--- SOURCE DOCUMENT ---
● ● ● ●

I’ve only been living in the house I’m in now for about a year and a half. A couple of weeks ago I found myself in spring cleaning mode, and decided it was time to unpack more of the boxes stacked up in the garage. At the rate I’m going, I thought, I might as well just leave it all packed for when they come to move me into the senior living facility. it will make it so much easier when they bring it all to the thrift store.
So, determined to be the master of my own donation destiny, I began going through boxes that hadn’t seen the light of day in years. Most of us have had to suffer the madness of moving from one dwelling to another, and in the process, we’ve learned that we have too much stuff. In fact, I wondered, as I pulled open a box that contained trinkets from my childhood, how many of us have boxes that we NEVER open, we just haul them from place to place, thinking we’ll get to it at some undetermined point in the future, only to realize that we have no place to put any of it? Here I’m reminded of the comedy routine performed by the brilliant George Carlin, who railed against the accumulation of belongings we move from one residence to another throughout our lives. Remember the routine he did about the extinction of humanity, leaving behind "the Earth, plus plastic?"
Bent over one particular box, I could feel it was crumbling, the cardboard wrinkled, the tape peeling, the corners frayed. This one must be a really old one, I thought. Wonder what’s in it.
The box was full of photographs. Loose photos, still in the envelopes with the negatives tucked inside (have you wrapped your mind around the fact that we’ll never have photo negatives again?), albums, and even school yearbooks. Photographs taken over a lifetime of milestones…milestones that ceased to be recorded when I began to really lose my eyesight.

● ● ● ●

--- EXTRACTED MATERIAL ---
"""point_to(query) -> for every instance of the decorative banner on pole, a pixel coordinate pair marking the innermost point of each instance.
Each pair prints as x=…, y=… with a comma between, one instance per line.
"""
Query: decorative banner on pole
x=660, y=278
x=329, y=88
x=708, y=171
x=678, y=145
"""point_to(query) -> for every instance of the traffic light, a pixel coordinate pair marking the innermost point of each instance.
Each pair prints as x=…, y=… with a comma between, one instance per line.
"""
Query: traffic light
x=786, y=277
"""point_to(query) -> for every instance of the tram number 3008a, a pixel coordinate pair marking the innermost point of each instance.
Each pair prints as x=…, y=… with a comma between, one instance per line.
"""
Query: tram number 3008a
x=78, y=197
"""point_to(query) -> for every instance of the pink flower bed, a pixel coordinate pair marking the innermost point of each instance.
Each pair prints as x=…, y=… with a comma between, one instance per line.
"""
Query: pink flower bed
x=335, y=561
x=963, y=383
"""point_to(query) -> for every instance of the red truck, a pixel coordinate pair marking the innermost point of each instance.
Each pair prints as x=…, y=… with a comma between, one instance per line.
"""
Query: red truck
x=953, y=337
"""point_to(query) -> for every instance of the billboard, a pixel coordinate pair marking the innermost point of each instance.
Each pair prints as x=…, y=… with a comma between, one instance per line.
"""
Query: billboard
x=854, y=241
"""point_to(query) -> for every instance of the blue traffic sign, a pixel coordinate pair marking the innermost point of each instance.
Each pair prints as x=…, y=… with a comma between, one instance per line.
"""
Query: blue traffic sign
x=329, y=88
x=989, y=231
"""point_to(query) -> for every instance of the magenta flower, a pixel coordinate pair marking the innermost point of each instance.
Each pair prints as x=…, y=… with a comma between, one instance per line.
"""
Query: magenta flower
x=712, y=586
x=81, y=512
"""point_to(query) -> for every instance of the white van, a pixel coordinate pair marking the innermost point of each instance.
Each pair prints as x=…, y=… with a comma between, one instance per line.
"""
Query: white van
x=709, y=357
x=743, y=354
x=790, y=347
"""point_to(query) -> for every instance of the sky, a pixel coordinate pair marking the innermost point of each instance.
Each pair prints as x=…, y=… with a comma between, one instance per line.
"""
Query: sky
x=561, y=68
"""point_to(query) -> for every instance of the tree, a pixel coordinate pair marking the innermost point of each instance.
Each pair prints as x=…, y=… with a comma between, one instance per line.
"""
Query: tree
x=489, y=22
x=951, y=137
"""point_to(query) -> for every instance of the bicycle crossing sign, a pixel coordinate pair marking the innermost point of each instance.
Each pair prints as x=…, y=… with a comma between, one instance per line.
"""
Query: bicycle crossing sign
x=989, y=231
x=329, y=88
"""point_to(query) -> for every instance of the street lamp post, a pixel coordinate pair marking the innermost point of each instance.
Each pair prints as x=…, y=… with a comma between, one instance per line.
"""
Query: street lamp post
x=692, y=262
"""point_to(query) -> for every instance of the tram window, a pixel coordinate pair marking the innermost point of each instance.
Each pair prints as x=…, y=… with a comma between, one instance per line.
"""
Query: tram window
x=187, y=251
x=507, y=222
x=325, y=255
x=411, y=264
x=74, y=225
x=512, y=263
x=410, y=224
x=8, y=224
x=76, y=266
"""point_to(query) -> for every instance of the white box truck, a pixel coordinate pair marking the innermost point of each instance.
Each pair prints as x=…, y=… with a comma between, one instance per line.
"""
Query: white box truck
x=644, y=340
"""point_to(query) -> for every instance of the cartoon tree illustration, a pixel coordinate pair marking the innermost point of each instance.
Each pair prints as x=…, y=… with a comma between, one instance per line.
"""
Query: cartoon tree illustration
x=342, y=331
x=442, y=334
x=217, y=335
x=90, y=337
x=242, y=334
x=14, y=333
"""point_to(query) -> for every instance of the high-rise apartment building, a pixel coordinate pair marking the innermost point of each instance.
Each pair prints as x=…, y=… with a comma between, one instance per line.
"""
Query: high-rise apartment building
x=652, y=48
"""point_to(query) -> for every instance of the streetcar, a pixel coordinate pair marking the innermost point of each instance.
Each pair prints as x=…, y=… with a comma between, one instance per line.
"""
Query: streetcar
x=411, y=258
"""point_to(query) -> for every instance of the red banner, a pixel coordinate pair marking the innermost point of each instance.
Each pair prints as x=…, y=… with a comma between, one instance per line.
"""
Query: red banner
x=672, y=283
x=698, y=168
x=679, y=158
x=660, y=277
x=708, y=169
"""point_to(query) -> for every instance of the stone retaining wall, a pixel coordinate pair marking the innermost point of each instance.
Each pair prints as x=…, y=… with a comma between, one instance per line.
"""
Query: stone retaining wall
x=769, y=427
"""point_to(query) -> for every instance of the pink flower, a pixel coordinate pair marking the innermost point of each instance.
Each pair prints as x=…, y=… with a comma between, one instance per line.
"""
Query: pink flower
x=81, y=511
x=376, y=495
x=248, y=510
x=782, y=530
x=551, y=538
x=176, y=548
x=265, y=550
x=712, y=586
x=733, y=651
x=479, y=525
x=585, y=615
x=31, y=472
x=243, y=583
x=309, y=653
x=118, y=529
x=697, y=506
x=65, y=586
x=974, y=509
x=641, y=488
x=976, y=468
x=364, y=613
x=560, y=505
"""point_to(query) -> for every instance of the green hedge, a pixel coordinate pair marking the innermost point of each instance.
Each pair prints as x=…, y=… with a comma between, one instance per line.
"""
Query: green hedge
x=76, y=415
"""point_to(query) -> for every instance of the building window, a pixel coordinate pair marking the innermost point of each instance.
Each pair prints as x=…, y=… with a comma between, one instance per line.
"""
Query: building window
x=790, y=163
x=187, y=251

● ● ● ●

Carry on the essay about unpacking old boxes from its final sentence. The items come from a different source than the essay about unpacking old boxes.

I do not remember the precise point at which I stopped taking pictures, but it was years ago. Decades of my life have now passed without the cheery chastisement to "say cheese!" as I snapped a photo of some timeless moment. I hadn’t even thought of it until right then, staring down into a box full of those memories imprinted on hundreds and hundreds of paper squares that I will never see again. When is the last time I even looked at them? Surely, there must be packages of photographs in here, picked up from the drugstore rack of developed rolls of film that I’ve never even opened. Intending to place them lovingly in a photo album, I just assumed I’d get to it one day, but one day came and I could no longer recognize anything in a picture. I just left the envelopes, unopened. Now, I would never know what had been picture-worthy at the time. There must be events recorded there that I’ve long forgotten. That’s what the photos are for…to jog our memories, to refresh our recollection of an event, a celebration, that Christmas when…
But it’s all gone to me now. I felt, standing over the box in my garage that day, as though I had a sort of Alzheimer’s disease, only instead of the blissful ignorance of memories lost, the past slips away while you stand by and experience every moment missed, conscious of the loss like the sensation of the sand pulling away from beneath your feet as the ocean waves rush to retreat from the shore. What do I do with the photos now?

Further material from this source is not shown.